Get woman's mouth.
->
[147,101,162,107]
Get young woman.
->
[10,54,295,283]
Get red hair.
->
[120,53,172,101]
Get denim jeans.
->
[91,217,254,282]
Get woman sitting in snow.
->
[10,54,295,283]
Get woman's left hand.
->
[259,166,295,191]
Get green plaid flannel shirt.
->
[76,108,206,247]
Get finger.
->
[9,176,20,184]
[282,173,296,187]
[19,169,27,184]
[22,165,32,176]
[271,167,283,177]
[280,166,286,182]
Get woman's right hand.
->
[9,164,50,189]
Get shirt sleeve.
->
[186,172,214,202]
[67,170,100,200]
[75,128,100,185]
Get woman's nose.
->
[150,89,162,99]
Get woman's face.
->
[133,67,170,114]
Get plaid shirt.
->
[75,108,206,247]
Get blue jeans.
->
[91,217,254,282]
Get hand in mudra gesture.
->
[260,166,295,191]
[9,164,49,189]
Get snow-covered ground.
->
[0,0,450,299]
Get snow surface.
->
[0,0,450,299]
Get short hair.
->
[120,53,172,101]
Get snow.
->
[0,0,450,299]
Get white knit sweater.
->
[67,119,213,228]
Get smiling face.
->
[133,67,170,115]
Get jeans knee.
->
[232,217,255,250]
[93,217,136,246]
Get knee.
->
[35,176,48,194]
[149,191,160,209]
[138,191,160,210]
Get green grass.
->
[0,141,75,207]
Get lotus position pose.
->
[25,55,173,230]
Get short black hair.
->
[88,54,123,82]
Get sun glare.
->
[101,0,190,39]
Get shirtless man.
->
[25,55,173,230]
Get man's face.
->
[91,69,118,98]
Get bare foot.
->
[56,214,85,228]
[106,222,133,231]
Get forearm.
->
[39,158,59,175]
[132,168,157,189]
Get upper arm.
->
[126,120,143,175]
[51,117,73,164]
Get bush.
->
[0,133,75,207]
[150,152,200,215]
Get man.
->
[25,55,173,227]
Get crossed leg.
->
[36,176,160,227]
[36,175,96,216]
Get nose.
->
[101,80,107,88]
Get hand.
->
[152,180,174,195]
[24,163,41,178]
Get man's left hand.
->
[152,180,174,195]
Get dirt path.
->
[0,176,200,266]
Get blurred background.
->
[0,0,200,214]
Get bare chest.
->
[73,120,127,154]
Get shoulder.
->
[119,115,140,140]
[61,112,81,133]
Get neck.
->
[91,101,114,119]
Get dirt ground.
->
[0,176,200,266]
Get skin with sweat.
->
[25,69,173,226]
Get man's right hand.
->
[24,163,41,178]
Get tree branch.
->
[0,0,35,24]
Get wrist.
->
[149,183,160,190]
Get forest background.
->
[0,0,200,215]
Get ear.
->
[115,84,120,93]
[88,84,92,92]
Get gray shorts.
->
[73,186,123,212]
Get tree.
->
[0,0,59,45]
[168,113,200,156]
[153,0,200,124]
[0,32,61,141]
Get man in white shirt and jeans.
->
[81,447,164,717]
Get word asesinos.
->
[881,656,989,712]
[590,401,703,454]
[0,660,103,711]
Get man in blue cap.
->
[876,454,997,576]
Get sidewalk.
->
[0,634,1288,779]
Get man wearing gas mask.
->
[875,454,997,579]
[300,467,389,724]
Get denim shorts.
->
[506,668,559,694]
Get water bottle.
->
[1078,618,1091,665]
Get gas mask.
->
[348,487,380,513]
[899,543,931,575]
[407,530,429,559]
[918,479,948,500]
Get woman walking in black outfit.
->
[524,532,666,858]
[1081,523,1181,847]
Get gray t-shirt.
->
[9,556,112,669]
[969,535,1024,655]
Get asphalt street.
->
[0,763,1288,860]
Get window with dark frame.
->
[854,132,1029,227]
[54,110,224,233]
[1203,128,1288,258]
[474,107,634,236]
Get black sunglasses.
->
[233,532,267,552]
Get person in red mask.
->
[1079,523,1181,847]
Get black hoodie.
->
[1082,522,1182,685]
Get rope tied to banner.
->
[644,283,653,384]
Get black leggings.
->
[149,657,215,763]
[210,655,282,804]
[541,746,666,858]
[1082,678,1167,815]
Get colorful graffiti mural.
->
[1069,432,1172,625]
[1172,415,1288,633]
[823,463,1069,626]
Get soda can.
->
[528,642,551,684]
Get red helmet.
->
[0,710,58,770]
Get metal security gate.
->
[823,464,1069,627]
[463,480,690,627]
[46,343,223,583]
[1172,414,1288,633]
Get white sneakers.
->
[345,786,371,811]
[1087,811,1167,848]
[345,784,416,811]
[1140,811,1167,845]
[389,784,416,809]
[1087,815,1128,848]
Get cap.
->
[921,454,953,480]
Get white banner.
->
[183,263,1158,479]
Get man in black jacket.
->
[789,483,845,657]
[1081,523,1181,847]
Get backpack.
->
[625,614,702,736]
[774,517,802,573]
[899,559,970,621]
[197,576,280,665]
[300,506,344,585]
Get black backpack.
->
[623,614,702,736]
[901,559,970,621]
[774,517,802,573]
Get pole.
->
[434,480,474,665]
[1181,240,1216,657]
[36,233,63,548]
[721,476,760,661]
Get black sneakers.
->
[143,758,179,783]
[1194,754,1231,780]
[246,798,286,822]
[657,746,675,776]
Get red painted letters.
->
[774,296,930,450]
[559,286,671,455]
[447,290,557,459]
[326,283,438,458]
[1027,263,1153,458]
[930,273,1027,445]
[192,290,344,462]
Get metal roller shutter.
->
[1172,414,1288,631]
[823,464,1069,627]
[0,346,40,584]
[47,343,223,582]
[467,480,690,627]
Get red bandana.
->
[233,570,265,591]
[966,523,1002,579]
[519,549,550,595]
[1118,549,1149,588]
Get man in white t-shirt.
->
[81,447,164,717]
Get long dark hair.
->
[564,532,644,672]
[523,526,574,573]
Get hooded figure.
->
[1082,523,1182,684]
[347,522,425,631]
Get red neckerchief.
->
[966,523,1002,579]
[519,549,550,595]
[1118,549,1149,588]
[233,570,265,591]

______

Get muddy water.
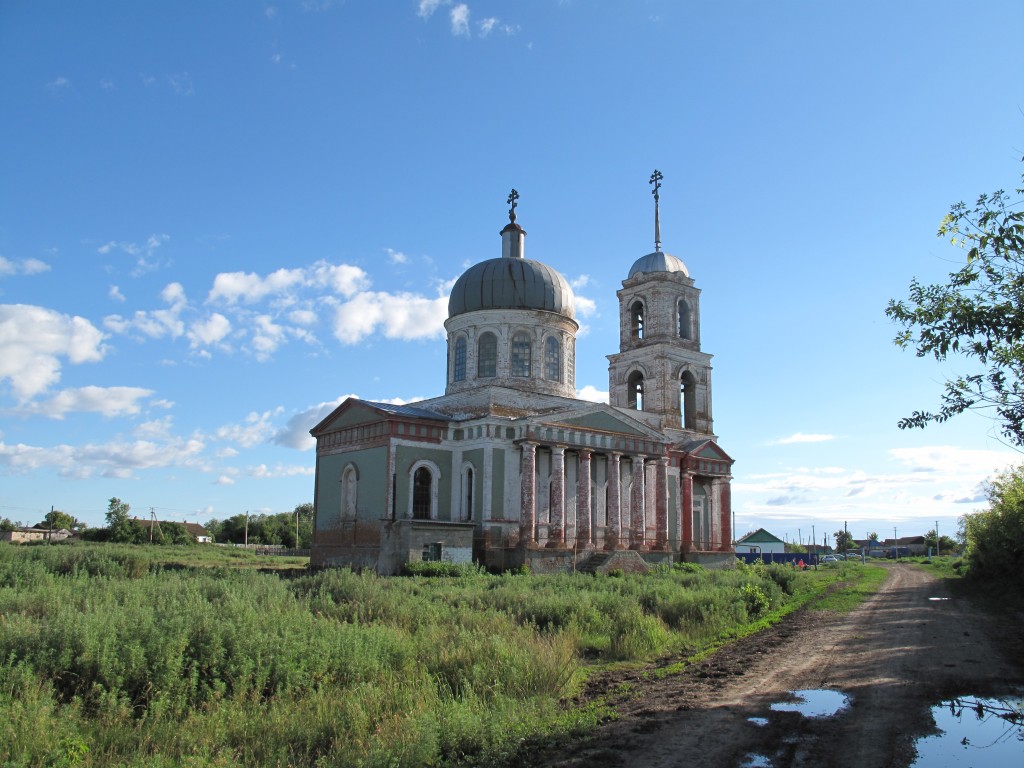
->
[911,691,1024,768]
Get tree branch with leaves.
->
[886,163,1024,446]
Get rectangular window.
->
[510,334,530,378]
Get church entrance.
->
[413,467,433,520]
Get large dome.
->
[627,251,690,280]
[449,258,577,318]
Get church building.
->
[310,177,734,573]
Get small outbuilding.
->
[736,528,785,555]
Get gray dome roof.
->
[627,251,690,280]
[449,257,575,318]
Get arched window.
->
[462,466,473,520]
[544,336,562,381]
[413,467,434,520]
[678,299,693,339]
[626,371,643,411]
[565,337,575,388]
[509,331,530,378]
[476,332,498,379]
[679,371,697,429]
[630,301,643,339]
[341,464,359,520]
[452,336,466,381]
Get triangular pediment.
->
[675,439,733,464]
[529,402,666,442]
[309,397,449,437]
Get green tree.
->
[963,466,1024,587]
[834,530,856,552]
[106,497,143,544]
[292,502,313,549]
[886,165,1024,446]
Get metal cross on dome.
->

______

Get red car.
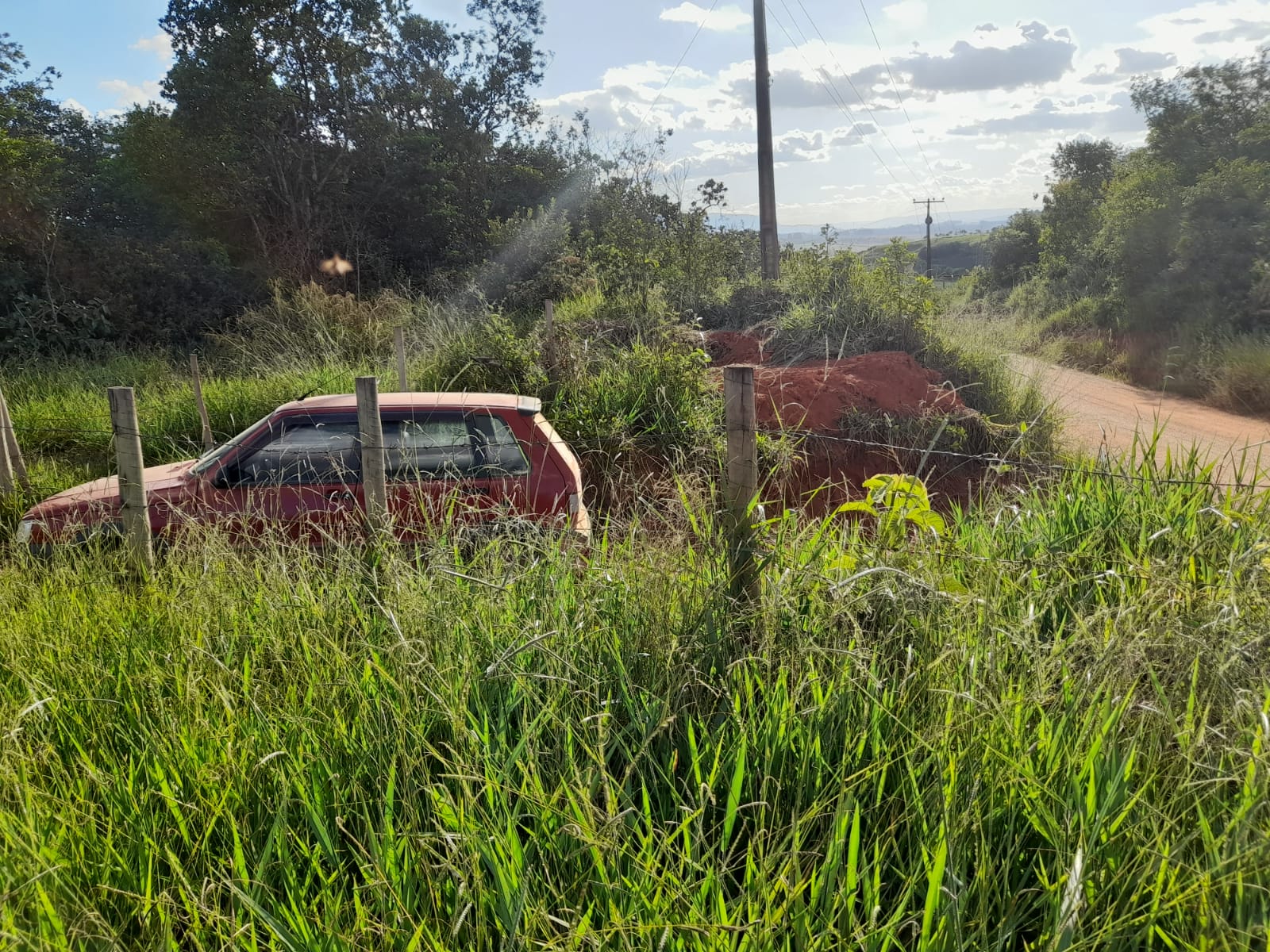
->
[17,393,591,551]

______

__Exercise description__.
Copy the rows from the line containing "Get small outbuilding." through the line containing "[309,397,449,437]", swapping "arched window" for "round-topped window" and leaving everything else the same.

__Full response__.
Get small outbuilding.
->
[736,528,785,555]
Get gray dome roof.
->
[627,251,690,280]
[449,257,575,318]
Get round-topped window.
->
[462,466,473,520]
[544,336,562,381]
[413,467,434,520]
[678,299,693,339]
[626,371,643,411]
[565,337,575,388]
[509,331,530,378]
[476,332,498,379]
[679,371,697,429]
[630,301,643,339]
[341,464,359,520]
[452,336,466,381]
Get triangular pediment.
->
[675,439,733,464]
[529,402,666,442]
[309,397,449,437]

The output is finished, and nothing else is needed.